Written task: Rewrite the part of the data below that opens with the line containing "Reviewer note. Confirm that each instance of the front" and closes with the line containing "<point>1111,136</point>", changing "keypoint" to "marker" and leaving everything else unchanged.

Given information:
*-*-*
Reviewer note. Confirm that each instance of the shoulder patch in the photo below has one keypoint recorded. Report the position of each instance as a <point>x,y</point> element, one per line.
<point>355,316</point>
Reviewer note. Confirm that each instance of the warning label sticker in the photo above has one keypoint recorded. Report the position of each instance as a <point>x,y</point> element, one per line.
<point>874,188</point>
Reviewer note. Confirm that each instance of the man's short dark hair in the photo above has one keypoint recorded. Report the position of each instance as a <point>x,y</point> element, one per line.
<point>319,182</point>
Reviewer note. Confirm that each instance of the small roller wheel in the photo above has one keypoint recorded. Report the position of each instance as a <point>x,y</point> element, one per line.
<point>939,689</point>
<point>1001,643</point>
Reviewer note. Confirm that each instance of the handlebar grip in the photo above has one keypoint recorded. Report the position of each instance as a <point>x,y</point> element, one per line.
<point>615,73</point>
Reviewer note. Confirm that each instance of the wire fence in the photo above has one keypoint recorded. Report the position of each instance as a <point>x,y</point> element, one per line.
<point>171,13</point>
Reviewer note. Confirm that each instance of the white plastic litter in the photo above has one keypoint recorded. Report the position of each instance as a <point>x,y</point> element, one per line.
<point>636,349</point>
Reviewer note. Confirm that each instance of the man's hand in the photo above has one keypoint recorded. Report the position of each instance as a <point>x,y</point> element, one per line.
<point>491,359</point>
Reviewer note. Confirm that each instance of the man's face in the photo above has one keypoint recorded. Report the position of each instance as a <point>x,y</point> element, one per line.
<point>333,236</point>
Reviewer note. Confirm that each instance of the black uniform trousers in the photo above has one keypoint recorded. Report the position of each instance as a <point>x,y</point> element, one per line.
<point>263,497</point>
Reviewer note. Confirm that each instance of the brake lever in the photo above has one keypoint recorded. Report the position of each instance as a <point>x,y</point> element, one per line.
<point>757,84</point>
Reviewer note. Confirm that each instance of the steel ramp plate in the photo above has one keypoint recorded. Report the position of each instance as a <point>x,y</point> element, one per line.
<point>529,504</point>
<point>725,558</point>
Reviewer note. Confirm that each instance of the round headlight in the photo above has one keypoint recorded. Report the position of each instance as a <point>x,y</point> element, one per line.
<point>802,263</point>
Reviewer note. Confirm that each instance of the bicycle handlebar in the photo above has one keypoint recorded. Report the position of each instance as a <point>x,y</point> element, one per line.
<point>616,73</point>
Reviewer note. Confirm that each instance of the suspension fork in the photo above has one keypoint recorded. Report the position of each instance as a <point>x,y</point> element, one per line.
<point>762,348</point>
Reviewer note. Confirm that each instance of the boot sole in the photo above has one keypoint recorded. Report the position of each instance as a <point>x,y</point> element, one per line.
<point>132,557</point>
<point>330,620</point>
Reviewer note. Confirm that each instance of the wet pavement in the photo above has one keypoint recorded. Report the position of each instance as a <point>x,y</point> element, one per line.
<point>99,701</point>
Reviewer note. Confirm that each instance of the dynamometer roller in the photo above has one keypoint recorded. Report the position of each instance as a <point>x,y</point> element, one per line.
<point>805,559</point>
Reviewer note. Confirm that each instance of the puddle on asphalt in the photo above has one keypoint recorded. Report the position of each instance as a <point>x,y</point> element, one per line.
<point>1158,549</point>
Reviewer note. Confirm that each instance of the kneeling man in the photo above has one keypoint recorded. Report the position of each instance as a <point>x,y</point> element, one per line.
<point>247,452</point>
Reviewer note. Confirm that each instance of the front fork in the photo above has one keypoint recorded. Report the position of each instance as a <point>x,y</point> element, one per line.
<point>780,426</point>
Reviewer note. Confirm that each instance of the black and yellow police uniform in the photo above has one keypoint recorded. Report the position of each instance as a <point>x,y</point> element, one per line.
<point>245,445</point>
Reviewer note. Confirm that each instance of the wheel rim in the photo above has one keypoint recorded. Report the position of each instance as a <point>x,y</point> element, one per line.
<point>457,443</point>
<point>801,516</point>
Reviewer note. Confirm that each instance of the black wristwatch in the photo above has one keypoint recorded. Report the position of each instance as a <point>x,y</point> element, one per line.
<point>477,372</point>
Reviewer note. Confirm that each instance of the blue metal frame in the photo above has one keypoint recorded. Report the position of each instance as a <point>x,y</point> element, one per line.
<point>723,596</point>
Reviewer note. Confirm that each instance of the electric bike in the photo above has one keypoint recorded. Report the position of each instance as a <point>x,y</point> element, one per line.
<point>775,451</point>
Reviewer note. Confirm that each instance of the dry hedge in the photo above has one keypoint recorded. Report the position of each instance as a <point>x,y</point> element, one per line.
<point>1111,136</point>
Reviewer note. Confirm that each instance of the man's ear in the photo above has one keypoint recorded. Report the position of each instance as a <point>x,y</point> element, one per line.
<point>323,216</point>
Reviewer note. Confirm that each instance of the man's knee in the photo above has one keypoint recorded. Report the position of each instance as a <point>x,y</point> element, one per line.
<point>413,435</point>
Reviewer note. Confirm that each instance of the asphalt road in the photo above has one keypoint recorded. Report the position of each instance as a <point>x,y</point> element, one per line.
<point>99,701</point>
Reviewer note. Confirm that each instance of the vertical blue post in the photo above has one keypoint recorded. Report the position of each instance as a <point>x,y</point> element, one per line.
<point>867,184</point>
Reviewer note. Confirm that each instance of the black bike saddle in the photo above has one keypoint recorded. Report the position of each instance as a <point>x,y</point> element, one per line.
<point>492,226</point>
*-*-*
Task result:
Reviewer note. Confirm that each instance of the front fork in the photo above has one marker recorded. Report the position of each instance as a <point>x,y</point> element, one per line.
<point>780,426</point>
Reviewer note. Confirm that each instance of the black and yellow police uniform in the photo above has one marker recorded. Report the position of each instance as a <point>x,y</point> element, one per line.
<point>245,445</point>
Reviewer note. Confirm that each instance of the wheel rim in the photo above has one marker recorded. Report the position of each instance as a <point>x,y</point> element, one per line.
<point>457,443</point>
<point>801,516</point>
Reviewer note. Confirm that each instance of the black wristwatch in the photo above has one marker recorded. Report the position of each instance as a <point>x,y</point> element, one per line.
<point>477,372</point>
Reviewer note. Confirm that each instance of the blue metal frame in the photo above has one marker recorded. Report the position of each instance as a <point>x,y</point> element, one per line.
<point>723,596</point>
Reviewer note. Confirm that each instance of the electric bike in the photo above has one marker recorded. Report the position of each instance as a <point>x,y</point> element, one per line.
<point>775,451</point>
Reviewer note. Confirm that each instance of the dry hedge in the photo above has one marker recorded. Report the position of each instance as a <point>x,y</point> element, one per line.
<point>1111,136</point>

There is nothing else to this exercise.